Please copy, character for character, the stretch of rows below from the line containing "of the concrete" through the line containing "[[22, 344], [75, 344], [96, 341]]".

======== PROVIDED ENTRIES

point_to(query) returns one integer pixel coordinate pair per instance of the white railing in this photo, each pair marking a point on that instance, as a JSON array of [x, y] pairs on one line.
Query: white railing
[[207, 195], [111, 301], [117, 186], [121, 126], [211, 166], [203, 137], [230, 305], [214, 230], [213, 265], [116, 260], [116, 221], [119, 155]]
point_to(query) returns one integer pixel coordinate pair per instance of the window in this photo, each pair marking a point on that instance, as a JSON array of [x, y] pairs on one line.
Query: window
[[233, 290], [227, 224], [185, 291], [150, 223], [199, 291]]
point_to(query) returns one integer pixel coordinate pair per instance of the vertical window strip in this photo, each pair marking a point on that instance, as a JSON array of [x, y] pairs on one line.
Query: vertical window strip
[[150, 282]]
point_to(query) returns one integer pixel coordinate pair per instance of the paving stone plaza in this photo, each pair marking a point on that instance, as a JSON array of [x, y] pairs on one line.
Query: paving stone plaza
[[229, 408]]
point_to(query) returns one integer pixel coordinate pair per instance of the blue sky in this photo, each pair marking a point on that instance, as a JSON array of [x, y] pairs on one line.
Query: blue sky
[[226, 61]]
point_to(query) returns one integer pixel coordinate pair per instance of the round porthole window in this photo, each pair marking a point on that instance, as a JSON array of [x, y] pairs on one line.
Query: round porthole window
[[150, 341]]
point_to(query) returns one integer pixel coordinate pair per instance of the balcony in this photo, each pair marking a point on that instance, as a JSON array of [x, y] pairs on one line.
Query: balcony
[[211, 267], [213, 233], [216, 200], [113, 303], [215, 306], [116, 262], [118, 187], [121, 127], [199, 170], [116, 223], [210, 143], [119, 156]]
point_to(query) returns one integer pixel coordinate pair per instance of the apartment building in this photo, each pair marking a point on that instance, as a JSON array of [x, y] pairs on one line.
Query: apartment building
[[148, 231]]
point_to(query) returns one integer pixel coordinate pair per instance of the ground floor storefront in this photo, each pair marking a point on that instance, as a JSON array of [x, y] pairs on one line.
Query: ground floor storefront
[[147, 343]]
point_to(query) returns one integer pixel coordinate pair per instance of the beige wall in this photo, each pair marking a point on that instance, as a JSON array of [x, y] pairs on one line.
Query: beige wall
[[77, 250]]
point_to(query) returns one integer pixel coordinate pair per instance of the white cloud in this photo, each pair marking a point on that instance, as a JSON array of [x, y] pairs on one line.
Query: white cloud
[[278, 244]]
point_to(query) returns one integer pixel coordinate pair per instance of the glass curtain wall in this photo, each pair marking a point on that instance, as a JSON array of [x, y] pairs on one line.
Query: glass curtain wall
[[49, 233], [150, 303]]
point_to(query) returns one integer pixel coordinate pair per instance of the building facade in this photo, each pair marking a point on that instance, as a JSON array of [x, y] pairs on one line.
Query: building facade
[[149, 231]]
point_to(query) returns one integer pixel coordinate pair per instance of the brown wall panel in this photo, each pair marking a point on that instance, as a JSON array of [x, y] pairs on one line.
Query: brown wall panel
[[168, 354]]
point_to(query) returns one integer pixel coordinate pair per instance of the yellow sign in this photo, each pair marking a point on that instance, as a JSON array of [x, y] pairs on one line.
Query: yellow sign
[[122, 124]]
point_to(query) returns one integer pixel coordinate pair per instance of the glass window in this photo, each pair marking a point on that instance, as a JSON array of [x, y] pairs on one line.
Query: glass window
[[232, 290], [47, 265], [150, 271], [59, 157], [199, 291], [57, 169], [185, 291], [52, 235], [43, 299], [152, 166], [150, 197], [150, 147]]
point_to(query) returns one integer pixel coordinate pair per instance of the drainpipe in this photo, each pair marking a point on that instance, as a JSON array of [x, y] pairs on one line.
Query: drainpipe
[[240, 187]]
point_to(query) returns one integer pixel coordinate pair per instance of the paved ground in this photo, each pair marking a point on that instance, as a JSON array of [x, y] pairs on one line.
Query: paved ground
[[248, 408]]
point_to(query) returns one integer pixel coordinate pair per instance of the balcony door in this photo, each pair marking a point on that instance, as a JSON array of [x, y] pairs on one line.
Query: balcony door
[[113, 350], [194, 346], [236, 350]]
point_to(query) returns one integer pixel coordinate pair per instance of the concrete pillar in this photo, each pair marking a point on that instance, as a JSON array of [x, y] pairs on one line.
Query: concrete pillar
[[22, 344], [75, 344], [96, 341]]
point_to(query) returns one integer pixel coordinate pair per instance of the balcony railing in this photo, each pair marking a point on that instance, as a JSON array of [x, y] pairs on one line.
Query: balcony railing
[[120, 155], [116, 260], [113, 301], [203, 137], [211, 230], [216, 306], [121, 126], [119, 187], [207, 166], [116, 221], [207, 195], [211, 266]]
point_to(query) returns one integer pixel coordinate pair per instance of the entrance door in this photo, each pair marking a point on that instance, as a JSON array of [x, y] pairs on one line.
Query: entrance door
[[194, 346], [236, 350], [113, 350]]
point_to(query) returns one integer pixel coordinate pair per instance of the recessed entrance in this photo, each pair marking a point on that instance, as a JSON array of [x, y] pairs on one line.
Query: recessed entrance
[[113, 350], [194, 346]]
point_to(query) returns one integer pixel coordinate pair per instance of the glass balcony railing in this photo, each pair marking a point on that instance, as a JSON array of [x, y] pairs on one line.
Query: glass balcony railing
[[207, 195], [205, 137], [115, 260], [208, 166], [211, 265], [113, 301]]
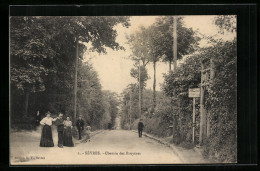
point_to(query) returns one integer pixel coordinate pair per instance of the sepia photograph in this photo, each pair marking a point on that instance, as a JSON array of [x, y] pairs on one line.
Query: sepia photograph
[[92, 90]]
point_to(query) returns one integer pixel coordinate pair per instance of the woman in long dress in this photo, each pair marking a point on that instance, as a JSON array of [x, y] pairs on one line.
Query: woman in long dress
[[46, 137], [67, 134]]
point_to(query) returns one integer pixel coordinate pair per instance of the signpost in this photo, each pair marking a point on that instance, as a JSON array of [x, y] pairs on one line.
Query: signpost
[[194, 92]]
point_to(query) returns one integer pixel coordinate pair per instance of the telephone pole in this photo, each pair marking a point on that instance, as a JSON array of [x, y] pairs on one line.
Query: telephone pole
[[75, 84], [140, 107], [174, 65]]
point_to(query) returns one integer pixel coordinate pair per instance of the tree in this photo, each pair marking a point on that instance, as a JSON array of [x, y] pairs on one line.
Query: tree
[[186, 38], [226, 23], [42, 51]]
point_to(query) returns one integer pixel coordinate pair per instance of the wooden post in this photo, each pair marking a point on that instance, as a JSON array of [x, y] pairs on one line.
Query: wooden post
[[75, 85], [212, 76], [130, 119], [174, 67], [154, 87], [26, 103], [202, 111], [174, 43], [140, 107], [193, 121]]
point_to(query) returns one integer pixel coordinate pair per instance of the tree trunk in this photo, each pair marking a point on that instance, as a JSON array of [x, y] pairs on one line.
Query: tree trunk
[[26, 104], [140, 93], [75, 84], [154, 86], [203, 118], [176, 136], [170, 65]]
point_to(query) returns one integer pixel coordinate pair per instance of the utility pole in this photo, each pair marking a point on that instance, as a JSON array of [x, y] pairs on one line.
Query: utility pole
[[130, 109], [75, 84], [140, 107], [202, 110], [174, 66], [174, 43]]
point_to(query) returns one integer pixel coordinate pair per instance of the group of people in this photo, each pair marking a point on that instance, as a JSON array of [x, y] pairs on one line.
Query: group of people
[[64, 129]]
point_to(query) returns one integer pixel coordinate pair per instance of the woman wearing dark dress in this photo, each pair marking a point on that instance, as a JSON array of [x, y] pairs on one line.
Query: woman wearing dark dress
[[67, 134], [46, 137]]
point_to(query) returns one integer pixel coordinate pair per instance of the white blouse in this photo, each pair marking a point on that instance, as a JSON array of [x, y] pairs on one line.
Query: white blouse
[[67, 123], [47, 121]]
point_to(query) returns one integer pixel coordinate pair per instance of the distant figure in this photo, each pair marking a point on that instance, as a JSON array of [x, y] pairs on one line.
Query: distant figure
[[46, 137], [140, 128], [60, 128], [67, 135], [88, 129], [109, 126], [80, 126], [37, 118]]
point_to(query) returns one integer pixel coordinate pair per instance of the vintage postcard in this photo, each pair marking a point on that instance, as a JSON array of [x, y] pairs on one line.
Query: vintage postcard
[[88, 90]]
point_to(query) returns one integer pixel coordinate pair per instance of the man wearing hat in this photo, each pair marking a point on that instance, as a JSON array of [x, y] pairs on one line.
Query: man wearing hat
[[140, 128], [60, 129], [80, 126]]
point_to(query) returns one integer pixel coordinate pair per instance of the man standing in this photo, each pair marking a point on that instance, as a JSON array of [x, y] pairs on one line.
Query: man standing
[[140, 128], [80, 126], [37, 119], [60, 129]]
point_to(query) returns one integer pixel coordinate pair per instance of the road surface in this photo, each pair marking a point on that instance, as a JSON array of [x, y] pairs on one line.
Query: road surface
[[106, 147]]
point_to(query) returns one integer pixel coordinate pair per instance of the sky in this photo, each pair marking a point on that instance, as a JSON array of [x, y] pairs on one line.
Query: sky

================

**COMPLETED EXERCISE:**
point_to(query) returns one integer pixel coordinate pair per instance of the concrete pillar in this photo, each pair marking a point on that instance, as a JSON array of [x, y] pairs on one line.
Query: concrete pillar
[[22, 344], [75, 344], [96, 341]]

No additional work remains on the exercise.